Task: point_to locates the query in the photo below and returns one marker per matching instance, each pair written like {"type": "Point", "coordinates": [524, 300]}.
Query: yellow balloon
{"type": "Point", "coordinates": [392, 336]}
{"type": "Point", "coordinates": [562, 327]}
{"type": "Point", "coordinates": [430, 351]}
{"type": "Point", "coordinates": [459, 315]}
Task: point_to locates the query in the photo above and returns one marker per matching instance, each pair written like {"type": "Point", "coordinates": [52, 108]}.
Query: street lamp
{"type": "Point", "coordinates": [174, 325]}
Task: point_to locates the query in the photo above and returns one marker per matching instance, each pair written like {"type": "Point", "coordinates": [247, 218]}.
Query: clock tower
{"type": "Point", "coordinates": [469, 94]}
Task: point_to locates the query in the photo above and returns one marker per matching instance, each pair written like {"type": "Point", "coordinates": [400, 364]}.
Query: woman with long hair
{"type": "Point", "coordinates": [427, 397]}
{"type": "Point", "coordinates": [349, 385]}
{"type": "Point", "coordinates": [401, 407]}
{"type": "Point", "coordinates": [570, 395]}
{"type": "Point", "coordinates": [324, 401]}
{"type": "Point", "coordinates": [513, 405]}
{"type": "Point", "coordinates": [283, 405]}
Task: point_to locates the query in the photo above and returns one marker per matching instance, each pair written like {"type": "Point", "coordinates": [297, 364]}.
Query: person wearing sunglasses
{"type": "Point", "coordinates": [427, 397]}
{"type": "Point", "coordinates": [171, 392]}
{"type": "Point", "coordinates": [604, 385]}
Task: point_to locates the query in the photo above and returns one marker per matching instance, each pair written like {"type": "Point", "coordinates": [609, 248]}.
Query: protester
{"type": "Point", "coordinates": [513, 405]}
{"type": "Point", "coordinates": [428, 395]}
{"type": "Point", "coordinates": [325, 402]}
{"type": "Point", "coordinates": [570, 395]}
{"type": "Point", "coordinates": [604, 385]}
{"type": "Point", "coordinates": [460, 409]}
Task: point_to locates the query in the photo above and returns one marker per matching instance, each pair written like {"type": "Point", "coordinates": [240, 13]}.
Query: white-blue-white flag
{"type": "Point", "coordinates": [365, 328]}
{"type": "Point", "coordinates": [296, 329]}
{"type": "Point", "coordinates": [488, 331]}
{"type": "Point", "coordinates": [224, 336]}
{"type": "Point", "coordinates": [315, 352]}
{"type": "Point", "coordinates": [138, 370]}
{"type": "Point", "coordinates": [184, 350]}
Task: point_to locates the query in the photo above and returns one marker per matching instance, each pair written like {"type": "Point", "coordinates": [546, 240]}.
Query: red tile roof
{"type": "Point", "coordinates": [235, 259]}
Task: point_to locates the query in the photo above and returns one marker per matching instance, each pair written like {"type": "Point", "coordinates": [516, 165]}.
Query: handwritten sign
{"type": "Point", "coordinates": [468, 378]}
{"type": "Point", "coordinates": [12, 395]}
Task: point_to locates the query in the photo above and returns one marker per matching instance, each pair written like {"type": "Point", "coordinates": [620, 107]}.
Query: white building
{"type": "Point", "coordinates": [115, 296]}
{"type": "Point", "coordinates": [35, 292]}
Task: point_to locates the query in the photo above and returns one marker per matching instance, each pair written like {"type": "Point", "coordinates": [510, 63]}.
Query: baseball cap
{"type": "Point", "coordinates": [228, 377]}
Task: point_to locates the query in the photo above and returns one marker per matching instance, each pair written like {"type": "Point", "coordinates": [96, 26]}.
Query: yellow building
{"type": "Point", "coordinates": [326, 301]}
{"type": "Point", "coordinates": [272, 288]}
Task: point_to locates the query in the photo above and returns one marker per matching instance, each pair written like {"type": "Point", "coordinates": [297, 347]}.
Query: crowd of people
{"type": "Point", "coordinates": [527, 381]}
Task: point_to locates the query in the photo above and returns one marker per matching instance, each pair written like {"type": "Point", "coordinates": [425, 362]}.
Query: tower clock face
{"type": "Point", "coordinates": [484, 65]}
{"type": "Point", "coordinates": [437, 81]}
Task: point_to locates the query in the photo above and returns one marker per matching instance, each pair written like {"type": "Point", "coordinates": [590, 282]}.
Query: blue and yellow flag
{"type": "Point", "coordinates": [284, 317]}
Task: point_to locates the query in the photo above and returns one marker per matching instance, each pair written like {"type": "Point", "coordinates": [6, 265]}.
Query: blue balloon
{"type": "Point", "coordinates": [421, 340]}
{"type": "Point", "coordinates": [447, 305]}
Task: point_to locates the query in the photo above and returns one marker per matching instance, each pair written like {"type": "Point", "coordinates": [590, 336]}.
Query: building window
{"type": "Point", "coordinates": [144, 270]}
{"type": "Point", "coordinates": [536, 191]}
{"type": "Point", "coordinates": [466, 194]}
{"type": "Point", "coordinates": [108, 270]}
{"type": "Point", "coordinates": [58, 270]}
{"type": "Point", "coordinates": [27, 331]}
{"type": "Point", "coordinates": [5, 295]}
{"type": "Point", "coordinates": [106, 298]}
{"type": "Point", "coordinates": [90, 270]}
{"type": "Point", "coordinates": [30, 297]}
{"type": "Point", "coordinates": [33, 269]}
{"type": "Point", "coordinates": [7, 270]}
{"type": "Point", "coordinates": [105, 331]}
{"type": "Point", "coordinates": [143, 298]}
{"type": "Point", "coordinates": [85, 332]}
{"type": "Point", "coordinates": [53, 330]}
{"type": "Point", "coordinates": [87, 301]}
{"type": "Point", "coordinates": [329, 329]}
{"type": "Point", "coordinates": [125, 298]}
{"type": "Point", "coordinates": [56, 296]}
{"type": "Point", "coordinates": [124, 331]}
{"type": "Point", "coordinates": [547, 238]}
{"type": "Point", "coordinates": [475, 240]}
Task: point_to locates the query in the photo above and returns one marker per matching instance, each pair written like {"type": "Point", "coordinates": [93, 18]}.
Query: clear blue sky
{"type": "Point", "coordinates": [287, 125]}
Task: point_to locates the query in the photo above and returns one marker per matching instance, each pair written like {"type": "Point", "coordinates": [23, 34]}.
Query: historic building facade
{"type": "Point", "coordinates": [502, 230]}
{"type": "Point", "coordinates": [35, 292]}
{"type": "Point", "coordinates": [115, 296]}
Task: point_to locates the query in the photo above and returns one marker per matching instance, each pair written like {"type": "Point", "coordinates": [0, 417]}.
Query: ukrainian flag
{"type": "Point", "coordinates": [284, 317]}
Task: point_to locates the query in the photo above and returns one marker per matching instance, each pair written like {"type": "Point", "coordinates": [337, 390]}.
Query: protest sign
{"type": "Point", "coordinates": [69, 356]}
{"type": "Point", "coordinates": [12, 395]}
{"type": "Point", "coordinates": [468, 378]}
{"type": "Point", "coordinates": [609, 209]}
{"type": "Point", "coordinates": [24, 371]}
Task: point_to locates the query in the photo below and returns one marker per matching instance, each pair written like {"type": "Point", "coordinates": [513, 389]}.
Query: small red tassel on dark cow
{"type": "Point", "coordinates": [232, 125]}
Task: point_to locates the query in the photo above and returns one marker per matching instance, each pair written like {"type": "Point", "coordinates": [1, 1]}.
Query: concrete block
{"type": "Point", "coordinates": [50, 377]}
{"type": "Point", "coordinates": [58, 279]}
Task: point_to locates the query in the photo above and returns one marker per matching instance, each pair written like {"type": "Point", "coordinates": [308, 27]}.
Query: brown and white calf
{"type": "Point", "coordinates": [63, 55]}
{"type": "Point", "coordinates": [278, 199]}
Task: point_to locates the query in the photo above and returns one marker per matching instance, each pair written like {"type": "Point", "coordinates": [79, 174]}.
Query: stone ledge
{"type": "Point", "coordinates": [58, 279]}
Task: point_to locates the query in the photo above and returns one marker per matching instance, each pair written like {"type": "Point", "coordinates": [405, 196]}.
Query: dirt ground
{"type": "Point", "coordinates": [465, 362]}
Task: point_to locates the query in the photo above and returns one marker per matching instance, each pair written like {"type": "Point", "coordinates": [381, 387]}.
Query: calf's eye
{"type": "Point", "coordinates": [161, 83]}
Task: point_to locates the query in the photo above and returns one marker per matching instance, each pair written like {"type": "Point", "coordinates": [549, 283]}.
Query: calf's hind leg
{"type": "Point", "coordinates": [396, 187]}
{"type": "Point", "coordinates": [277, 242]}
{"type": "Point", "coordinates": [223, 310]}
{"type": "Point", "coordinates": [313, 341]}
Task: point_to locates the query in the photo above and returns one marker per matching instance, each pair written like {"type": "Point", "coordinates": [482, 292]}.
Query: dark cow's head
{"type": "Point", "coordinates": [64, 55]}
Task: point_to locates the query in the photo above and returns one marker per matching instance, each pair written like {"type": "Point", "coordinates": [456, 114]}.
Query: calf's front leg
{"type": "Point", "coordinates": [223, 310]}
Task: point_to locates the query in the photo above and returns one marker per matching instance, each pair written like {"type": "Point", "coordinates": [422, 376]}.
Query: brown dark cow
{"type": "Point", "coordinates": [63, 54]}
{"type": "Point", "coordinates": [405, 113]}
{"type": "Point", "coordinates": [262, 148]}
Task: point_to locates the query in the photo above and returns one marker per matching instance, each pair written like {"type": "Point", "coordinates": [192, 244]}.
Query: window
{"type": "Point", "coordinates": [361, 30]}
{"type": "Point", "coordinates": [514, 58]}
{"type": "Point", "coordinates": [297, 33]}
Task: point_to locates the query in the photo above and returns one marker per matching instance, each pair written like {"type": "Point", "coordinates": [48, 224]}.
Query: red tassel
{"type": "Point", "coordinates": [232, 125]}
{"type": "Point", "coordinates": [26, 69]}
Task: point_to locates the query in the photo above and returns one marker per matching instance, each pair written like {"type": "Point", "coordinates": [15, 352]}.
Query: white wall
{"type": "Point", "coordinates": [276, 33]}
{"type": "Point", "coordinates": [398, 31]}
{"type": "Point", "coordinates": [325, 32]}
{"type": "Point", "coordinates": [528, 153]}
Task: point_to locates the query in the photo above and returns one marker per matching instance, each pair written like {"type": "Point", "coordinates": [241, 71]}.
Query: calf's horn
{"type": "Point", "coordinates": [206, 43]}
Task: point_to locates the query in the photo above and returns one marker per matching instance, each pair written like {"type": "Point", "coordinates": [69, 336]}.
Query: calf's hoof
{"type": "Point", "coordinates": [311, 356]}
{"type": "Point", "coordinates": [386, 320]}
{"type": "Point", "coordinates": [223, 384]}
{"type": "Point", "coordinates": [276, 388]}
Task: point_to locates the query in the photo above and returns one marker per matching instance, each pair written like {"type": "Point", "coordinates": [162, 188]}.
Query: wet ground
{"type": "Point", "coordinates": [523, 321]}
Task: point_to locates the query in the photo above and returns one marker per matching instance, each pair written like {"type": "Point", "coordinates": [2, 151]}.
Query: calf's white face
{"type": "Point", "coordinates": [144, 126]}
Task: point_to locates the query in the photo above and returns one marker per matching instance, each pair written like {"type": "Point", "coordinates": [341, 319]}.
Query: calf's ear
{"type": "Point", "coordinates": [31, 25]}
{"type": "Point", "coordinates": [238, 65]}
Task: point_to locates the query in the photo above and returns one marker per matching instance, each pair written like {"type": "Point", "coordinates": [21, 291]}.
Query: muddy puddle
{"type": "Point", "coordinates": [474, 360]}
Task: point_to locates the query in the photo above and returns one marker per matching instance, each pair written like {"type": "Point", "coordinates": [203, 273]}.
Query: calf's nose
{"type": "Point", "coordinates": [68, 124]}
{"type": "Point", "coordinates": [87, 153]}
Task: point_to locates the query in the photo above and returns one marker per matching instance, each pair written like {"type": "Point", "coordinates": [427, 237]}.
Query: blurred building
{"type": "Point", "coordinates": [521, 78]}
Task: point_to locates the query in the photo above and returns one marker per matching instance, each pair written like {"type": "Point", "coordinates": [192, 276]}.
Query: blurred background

★ ★ ★ ★

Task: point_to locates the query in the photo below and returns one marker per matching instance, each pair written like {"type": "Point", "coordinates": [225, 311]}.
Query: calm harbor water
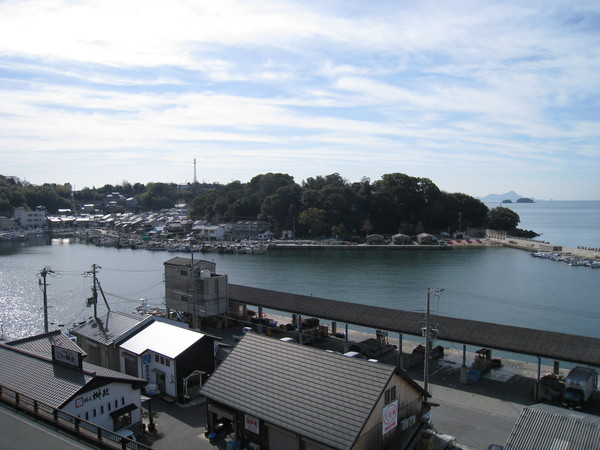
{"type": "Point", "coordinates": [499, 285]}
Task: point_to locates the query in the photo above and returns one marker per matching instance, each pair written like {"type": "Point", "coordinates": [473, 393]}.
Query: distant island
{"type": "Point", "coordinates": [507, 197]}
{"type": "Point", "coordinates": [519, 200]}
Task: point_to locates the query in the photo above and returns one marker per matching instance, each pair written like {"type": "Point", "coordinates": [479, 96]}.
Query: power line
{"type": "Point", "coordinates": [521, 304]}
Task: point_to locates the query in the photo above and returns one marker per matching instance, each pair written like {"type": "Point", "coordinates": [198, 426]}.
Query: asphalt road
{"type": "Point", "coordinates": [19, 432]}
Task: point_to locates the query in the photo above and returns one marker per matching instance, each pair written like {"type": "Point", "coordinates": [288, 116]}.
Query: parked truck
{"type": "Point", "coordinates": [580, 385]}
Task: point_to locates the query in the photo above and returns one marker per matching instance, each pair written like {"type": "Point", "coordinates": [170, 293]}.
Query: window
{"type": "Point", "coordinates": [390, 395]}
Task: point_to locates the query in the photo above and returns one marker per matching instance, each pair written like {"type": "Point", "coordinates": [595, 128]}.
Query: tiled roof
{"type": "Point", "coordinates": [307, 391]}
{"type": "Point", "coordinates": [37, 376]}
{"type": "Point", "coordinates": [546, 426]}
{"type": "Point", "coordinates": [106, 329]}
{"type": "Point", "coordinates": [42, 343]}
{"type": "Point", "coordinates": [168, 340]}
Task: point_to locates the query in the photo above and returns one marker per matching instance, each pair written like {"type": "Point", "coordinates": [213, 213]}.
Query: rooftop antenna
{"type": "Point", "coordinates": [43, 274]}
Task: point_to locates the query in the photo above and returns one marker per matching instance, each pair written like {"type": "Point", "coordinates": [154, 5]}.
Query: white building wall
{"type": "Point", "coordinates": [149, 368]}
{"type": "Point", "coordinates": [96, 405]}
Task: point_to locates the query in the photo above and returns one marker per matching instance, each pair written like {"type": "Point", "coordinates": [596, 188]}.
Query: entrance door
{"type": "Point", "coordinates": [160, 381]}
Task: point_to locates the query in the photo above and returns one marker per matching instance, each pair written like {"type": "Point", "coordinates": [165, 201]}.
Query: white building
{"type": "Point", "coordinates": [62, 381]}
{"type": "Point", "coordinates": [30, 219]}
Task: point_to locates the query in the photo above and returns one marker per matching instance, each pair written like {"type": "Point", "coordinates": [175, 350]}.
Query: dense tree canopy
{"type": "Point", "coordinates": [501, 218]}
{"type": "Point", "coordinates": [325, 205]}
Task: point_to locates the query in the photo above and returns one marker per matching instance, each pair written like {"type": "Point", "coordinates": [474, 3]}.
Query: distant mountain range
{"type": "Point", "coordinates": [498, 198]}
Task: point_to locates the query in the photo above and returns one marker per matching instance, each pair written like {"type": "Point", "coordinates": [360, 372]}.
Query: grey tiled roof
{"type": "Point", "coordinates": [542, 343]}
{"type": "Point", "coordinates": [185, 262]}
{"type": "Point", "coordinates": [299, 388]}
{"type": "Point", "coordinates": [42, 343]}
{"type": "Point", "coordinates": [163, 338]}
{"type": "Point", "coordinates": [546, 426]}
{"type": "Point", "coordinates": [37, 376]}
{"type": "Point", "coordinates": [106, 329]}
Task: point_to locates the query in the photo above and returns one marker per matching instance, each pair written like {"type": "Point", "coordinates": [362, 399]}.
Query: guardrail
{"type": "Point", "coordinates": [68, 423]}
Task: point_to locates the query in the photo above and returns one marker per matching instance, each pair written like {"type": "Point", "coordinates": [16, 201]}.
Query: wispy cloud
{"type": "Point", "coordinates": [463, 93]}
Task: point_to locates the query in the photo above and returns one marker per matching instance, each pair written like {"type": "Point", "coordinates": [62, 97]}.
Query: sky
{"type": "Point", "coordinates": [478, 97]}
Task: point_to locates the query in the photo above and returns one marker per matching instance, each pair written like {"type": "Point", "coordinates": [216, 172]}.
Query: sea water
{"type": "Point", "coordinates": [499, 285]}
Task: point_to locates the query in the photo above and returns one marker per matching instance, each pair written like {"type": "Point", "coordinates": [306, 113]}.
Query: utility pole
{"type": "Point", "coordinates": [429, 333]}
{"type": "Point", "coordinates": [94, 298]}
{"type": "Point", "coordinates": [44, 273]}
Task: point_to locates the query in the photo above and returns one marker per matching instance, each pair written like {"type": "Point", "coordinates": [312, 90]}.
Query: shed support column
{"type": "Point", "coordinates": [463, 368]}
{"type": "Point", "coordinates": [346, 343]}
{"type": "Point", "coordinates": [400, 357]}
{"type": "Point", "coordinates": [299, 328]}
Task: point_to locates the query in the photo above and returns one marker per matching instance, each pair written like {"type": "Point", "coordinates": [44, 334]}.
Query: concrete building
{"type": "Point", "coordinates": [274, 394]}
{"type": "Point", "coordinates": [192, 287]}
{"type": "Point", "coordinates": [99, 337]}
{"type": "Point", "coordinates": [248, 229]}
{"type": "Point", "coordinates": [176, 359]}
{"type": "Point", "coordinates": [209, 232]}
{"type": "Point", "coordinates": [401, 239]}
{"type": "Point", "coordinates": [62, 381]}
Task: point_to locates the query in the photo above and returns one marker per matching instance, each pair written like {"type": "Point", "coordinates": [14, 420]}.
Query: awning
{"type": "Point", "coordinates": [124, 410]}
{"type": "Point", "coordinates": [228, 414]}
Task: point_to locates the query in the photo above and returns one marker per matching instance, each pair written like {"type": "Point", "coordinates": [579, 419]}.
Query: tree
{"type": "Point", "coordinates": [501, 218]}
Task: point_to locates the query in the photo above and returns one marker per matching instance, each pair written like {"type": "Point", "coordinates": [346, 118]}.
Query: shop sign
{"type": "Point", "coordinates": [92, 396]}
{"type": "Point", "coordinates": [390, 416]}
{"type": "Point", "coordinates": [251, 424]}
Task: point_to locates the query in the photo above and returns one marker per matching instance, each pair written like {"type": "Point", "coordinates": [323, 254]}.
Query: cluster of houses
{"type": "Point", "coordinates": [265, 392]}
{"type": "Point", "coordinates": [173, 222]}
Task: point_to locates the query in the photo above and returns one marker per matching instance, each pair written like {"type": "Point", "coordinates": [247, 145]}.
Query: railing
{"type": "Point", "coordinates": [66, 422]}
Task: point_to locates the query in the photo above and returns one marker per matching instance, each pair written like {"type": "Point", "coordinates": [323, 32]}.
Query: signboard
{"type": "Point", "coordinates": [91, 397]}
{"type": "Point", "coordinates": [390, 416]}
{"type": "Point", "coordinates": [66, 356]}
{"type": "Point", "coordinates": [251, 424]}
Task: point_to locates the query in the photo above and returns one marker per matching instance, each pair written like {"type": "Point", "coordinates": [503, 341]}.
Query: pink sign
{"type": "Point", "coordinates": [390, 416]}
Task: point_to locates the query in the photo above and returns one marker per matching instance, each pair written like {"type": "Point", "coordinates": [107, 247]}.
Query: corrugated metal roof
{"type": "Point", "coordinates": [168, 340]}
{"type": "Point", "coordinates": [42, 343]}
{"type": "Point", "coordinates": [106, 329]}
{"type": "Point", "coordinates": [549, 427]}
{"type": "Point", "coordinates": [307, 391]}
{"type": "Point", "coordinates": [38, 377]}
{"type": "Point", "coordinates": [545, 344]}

★ ★ ★ ★

| Task directions |
Extract every line in the records that contains the word "water".

| Solved problem |
Query: calm harbor water
Query: sea water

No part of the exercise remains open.